** Given information **

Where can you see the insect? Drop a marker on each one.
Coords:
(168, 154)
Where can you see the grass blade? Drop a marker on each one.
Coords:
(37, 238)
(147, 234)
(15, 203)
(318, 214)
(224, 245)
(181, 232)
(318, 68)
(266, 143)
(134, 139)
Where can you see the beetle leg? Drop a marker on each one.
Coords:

...

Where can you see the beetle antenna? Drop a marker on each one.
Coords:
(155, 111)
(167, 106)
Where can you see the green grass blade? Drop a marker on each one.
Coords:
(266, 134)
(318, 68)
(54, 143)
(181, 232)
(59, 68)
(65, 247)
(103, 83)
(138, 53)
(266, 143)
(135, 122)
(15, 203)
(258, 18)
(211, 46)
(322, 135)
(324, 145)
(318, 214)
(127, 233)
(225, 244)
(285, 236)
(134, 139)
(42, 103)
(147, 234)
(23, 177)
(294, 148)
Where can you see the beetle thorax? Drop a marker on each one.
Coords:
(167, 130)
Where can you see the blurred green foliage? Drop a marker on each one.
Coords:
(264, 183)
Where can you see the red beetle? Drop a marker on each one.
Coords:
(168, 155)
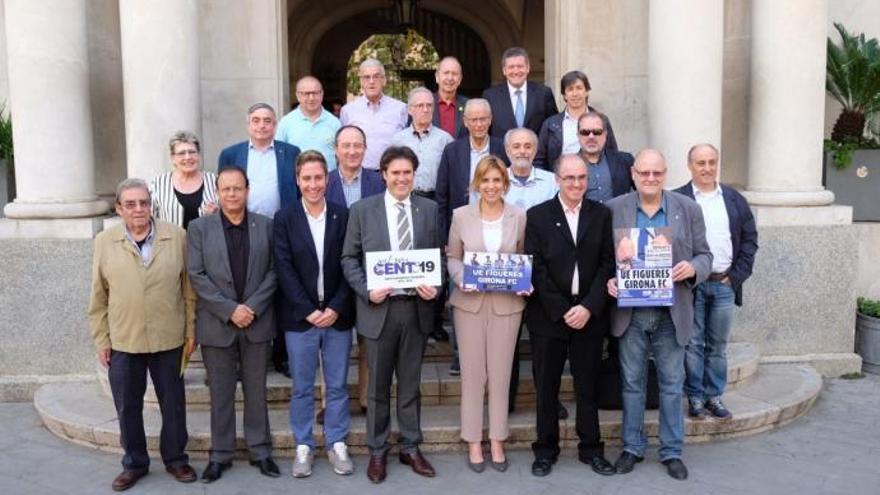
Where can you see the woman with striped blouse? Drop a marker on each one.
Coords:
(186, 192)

** What is expected **
Copy every line from the entries above that contains the word "grass", matching uppercase and lowercase exactly.

** Task answer **
Where can you see the grass blade? Drop a marker on each one.
Where can you see the green grass blade? Drop a marker on each one.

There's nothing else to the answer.